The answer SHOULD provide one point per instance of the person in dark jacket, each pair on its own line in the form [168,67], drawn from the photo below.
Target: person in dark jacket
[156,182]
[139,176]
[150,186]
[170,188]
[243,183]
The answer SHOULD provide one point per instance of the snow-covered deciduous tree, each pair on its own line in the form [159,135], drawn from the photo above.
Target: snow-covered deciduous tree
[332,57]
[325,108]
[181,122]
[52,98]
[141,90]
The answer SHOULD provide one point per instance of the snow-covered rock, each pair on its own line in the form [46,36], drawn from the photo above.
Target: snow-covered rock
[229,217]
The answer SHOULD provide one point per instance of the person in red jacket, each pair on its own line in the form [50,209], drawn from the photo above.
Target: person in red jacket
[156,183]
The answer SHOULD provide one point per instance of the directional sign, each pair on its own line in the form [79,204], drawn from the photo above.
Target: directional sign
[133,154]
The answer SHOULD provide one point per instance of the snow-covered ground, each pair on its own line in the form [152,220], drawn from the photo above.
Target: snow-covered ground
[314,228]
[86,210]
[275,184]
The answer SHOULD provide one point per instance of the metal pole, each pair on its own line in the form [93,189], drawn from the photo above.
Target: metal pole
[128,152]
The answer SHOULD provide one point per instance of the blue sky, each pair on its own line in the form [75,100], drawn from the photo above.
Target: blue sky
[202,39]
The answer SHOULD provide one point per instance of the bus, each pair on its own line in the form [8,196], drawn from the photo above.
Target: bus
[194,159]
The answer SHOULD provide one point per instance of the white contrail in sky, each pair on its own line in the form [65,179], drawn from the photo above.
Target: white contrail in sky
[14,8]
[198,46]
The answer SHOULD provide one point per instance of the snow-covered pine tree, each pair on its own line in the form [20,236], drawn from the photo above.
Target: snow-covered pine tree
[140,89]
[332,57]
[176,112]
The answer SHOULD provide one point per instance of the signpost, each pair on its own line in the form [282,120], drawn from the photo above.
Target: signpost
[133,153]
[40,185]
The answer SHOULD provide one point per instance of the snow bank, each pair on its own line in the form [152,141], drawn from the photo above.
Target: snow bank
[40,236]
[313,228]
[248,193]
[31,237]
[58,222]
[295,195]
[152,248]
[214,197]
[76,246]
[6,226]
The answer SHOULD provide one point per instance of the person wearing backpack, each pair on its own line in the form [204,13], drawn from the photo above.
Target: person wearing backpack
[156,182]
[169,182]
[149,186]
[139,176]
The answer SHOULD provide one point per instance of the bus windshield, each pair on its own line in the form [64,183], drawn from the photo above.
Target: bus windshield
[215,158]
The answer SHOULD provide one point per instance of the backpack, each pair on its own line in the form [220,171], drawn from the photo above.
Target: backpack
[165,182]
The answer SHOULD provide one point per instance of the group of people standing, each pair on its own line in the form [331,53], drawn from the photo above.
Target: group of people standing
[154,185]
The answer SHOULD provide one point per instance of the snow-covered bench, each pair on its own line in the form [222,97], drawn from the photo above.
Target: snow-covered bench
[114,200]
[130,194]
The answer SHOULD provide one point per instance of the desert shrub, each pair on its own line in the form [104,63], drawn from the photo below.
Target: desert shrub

- - -

* What is being asked
Rewrite every line of the listing above as a numbered list, leaving out any blank lines.

* Response
1. The answer SHOULD provide one point per instance of the person in dark jacket, each pair on its own line in the form [168,67], drawn from the photo below.
2. Target: person in dark jacket
3. [156,182]
4. [139,176]
5. [150,186]
6. [170,188]
7. [243,183]
8. The answer SHOULD provide one point per instance of the snow-covered deciduous tree, each pair on its own line in the form [159,135], drawn from the photo above.
9. Target: snow-covered deciduous tree
10. [332,57]
11. [325,108]
12. [181,122]
13. [52,98]
14. [141,90]
15. The answer SHOULD provide one point per instance of the snow-covered rock, each pair on its own line in the form [46,36], drawn from the photo above.
16. Target: snow-covered rock
17. [229,217]
18. The answer SHOULD provide one point per instance of the person in red jacket, each pair on its own line in the form [50,209], drawn from the photo above.
19. Target: person in red jacket
20. [156,183]
21. The answer SHOULD provide one point per instance of the directional sign, each pair on its own line in the form [79,204], drawn from the photo above.
22. Target: directional sign
23. [133,154]
24. The answer SHOULD provide one point per instance of the snow-covered ground, each pair on its own line in the form [152,220], drawn from the photo above.
25. Target: snow-covered ground
26. [314,228]
27. [86,210]
28. [275,184]
29. The answer SHOULD provide one point per instance of the metal pole, each pair on its own line in the form [93,189], drawn from the photo above.
30. Target: metal pole
31. [128,152]
32. The answer SHOULD provide one point per instance of the blue sky, each pair on its own line in the form [75,100], drawn from the photo above.
33. Target: blue sky
34. [202,39]
35. The answer SHOULD provide one point per instance of the bus, each pair on its own line in the form [8,196], drawn from the photo above.
36. Target: bus
37. [194,159]
38. The answer SHOULD provide one point per instance of the white contrail in sky, each pair on its own line in the form [65,179], drawn from the photo above.
39. Target: white contrail in sky
40. [14,8]
41. [198,46]
42. The answer SHOULD provide one point per instance of the snow-covered pine tree, each pair on its own line in the form [20,236], drawn from the photo above.
43. Target: snow-covered pine tree
44. [140,89]
45. [332,57]
46. [176,112]
47. The answer SHOULD provide one point per instance of the signpost, each pair on its own line in the form [282,120], drawn from the photo above.
48. Target: signpost
49. [133,153]
50. [40,185]
51. The answer SHOULD provide one point per instance of the snow bank, each pair on its own line in the form [152,141], drawn from the photo above.
52. Target: snow bank
53. [40,236]
54. [313,228]
55. [248,193]
56. [31,237]
57. [58,222]
58. [295,195]
59. [152,248]
60. [214,197]
61. [76,246]
62. [6,226]
63. The answer SHOULD provide one point per instance of the person wearing backpack, each pair on its own line in the form [204,13], drawn from the photo above.
64. Target: person wearing backpack
65. [156,182]
66. [169,182]
67. [149,186]
68. [139,176]
69. The answer SHOULD provide one point per instance of the bus windshield, each pair on its own line in the form [64,183], drawn from the photo above.
70. Target: bus windshield
71. [215,158]
72. The answer SHOULD provide one point per instance of the backpack, each pair on its own line in the form [220,171], drawn from the photo above.
73. Target: backpack
74. [165,182]
75. The answer SHOULD provide one point per instance of the group of people standing, each pair on its own line in the form [331,53], drawn from the photo above.
76. Target: group of people standing
77. [154,185]
78. The answer SHOULD provide one point per instance of the snow-covered bench, each pair on its own line in the form [222,97], drawn from the photo above.
79. Target: snow-covered bench
80. [114,200]
81. [130,194]
82. The answer SHOULD provide one point per instance of the desert shrub, each pair on its own line in the form [104,63], drawn from the photo below.
83. Target: desert shrub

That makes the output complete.